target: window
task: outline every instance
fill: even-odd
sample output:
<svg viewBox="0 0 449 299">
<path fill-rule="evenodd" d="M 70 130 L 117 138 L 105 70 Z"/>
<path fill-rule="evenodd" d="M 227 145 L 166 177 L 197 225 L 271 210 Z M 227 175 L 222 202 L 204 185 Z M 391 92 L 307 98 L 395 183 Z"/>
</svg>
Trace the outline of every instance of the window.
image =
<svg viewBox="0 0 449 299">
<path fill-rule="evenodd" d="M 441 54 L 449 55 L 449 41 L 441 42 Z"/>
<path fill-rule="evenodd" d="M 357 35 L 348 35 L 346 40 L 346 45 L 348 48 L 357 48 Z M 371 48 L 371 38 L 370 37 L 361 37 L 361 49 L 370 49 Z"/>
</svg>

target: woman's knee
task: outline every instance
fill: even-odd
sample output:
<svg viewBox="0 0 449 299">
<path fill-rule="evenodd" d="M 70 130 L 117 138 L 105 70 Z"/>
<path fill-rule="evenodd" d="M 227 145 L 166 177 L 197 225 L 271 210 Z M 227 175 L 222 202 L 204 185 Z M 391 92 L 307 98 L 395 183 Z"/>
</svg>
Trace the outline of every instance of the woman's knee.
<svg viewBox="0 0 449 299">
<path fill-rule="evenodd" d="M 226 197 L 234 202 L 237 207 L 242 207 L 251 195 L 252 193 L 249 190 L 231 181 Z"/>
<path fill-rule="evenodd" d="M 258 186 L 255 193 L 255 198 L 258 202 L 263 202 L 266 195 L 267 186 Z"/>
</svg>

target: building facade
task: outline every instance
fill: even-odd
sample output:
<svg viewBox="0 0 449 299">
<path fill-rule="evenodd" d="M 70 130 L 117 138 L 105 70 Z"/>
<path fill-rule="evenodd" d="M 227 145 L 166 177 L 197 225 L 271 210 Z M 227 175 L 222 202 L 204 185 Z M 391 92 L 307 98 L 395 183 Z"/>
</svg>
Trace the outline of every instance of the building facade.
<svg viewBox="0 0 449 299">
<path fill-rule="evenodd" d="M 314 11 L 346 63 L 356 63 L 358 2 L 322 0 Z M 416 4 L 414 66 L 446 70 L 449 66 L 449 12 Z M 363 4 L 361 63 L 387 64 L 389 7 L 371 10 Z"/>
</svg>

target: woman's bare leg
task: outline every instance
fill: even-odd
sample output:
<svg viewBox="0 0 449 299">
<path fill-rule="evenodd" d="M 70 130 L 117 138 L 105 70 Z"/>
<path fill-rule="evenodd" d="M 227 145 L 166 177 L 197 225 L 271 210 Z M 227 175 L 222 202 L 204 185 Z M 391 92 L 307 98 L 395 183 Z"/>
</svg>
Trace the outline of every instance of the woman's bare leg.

++++++++

_Exercise instructions:_
Rewrite the rows from the line containing "target: woman's knee" through the line containing "Trace the outline of every instance of the woman's knee.", swapping "knee" for "elbow" and leaving everything else unchanged.

_Written answer:_
target: woman's elbow
task: outline every instance
fill: even-odd
sample output:
<svg viewBox="0 0 449 299">
<path fill-rule="evenodd" d="M 70 130 L 117 138 L 105 70 Z"/>
<path fill-rule="evenodd" d="M 227 145 L 166 177 L 197 225 L 271 210 Z M 227 175 L 222 202 L 204 185 Z M 391 92 L 307 98 L 395 183 Z"/>
</svg>
Trace the outline of every instance of the woman's elbow.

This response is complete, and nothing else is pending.